**EXCERPTED TEXT:**
However, the mind sometimes has a mind of its own and can saunter into old thought patterns. Since I can’t exactly call these guys and ask, “Why did we end? Was it me? What could I have done better,” I was left with only one choice if I wanted to know why the relationships I had hope in ended. I asked God. Instantly, as if God was waiting for me to ask that question, He answered, “Because that wasn’t the relationship I had for you.”

 

Mind Blown.

Don’t get me wrong. At the core of me, I knew that was the answer. but you know sometimes, you don’t think the answer is really the answer. Sometimes, there’s another answer attached to that. In this case, God was saying to me: I SAID WHAT I SAID! (I’m a little hardheaded, y’all. Be better than me.)

 

God also reminded me of Jeremiah 29:11 (NLT), which says: “‘For I know the plans I have for you,’ says the Lord. ‘They are plans for good and not for disaster, to give you a future and a hope.’”

 

I may not know the man He has for me. It may be hard to believe that the love I once felt by an ex will be topped by the love of someone else. But God knows all. He sees all. He creates ALL! He’s literally the author of our story. He just asks us to participate.

 

After coming to this realization, I think I’m starting to let go of the final pieces of the hurt from these past relationships. I’m realizing what God has for me is for me. Usually, we recite that phrase when it comes to materialistic things, but it’s true for relationships too. Everything that happens, God allows and God is able to use. So, if that relationship never came back, it wasn’t supposed to. If y’all just never seemed to be on the same page, y’all weren’t supposed to. If y’all were never able to see each other despite y’all living on the same side of town, baby if that ain’t God, I don’t know what is.

 

It hurts when what we want doesn’t align with what God wants, but that’s only because we never consulted with God in the first place. Moreover, it hurts when God only places people in our lives for a season and not for a lifetime like we plan (yes, that happens in romantic relationships too). I think God wants us to learn how to make the best of every moment. Take the lessons we should learn from each failed relationship and give Him the rest. There’s no reason to deal with your hurt and confusion on your own when God knows everything. Just think what would have happened if Ruth would have been so distraught over the death of her husband that she would’ve remained in Moab. She would have never met Boaz.

**RECORDS SUPPLIED:**
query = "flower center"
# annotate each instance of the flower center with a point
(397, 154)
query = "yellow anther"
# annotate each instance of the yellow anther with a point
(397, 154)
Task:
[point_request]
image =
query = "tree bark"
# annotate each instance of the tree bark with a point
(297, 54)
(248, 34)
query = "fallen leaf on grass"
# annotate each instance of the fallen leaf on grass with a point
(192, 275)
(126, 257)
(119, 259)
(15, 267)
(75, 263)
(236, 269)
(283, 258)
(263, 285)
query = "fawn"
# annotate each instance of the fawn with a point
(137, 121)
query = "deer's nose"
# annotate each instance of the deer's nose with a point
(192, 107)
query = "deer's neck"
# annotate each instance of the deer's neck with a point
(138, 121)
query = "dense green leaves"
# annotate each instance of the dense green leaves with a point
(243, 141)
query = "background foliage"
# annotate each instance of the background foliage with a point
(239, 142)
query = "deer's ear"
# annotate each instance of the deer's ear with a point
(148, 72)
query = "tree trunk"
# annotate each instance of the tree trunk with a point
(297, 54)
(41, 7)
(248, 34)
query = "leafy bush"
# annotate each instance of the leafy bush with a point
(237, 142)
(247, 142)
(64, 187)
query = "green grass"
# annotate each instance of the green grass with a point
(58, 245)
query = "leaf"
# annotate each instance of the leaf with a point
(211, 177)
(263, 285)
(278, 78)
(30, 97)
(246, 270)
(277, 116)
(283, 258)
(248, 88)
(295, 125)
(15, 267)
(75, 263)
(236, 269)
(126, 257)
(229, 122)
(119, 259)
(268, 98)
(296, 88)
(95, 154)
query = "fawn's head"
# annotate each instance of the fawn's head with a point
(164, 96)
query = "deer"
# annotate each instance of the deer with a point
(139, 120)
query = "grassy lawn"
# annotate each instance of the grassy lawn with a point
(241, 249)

==

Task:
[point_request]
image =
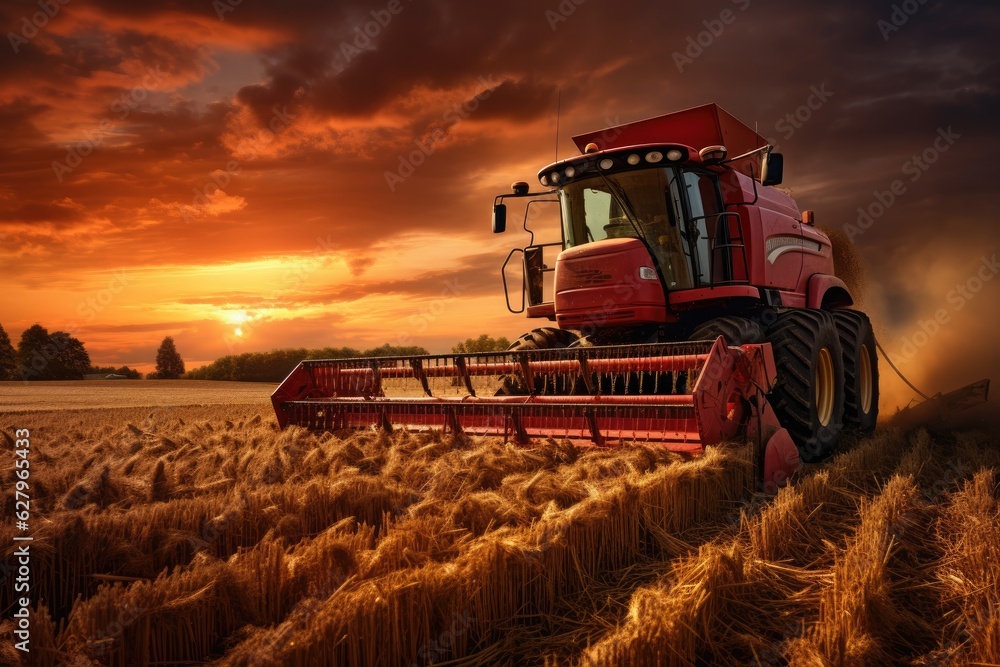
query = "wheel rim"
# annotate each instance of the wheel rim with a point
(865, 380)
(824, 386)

**REQUIRED WORK:**
A - Rewrite the stretch of the passage on past relationships from "God also reminded" through "us to participate.", replacing "disaster" with "ruin".
B - Count the rows that contain the string "bark", where case counts, and give only the number.

**PER-TASK ANSWERS:**
A -
God also reminded me of Jeremiah 29:11 (NLT), which says: “‘For I know the plans I have for you,’ says the Lord. ‘They are plans for good and not for ruin, to give you a future and a hope.’”

 

I may not know the man He has for me. It may be hard to believe that the love I once felt by an ex will be topped by the love of someone else. But God knows all. He sees all. He creates ALL! He’s literally the author of our story. He just asks us to participate.

B - 2